Selected excerpt:
___

FIG. 12 depicts comparative capacity retention as a function of cycle life for two Si composites with carbon either added after the high energy milling step (triangles) or during the high energy milling step (squares);

FIG. 13 depicts capacity retention as a function of rate applied for a Si composite sample comprising 45% Si, 35% SiC and 20% carbon;

FIG. 14 depicts the capacity retention of the lithium cell made according to Example 1; and

FIG. 15 depicts the capacity retention of the lithium cell made according to Example 2;

FIG. 16 depicts the capacity retention of the lithium cell made according to Example 4.

While the invention may be susceptible to various modifications and alternative forms, specific embodiments thereof are shown by way of example in the drawings and will herein be described in detail. The drawings may not be to scale. It should be understood, however, that the drawings and detailed description thereto are not intended to limit the invention to the particular form disclosed, but to the contrary, the intention is to cover all modifications, equivalents, and alternatives falling within the spirit and scope of the present invention as defined by the appended claims.

___

Information given:
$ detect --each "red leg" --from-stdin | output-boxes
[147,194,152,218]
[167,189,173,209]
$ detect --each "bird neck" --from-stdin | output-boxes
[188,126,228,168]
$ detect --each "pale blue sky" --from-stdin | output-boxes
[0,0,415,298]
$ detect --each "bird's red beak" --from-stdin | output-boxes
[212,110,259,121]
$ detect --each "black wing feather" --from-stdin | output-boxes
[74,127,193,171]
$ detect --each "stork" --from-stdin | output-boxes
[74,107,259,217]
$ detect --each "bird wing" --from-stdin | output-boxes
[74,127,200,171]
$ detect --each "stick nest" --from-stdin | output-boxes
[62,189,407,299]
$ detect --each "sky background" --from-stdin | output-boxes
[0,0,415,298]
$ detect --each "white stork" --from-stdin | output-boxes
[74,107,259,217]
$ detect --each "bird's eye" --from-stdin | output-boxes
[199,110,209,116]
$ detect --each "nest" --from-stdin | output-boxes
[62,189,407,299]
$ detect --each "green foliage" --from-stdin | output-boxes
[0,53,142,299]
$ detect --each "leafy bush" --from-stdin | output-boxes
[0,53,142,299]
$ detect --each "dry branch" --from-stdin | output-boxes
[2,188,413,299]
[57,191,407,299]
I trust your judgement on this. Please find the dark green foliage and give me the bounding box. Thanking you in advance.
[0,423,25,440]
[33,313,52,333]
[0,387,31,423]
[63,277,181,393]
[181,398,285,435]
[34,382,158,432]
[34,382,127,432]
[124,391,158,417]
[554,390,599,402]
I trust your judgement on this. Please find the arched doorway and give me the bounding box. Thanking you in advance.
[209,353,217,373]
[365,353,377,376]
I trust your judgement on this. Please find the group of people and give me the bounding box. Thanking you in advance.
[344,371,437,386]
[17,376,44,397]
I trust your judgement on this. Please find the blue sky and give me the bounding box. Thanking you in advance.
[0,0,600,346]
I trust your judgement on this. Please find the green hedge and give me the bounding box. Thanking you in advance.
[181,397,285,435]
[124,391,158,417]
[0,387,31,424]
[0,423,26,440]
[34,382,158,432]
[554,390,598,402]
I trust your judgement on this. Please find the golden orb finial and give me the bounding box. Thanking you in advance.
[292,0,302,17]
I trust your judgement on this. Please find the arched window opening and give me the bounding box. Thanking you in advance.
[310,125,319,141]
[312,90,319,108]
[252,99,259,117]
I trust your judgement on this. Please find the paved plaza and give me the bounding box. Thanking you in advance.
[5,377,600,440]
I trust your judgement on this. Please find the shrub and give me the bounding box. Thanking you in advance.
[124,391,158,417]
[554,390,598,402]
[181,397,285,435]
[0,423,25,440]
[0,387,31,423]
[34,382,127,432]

___

Exercise tasks:
a: Condense the paragraph of the patent excerpt beginning "While the invention may be susceptible" into a shorter version that keeps its main facts.
b: Print the patent excerpt word for word from "FIG. 14 depicts" to "to Example 4.".

Per-task answers:
a: The invention may be modified or take alternative forms, and specific embodiments are shown as examples in the drawings and described in detail. The drawings may not be to scale. Neither the drawings nor the detailed description limit the invention to the particular form disclosed. Instead, the invention covers all modifications, equivalents, and alternatives within the spirit and scope of the invention as defined by the appended claims.

b:
FIG. 14 depicts the capacity retention of the lithium cell made according to Example 1; and

FIG. 15 depicts the capacity retention of the lithium cell made according to Example 2;

FIG. 16 depicts the capacity retention of the lithium cell made according to Example 4.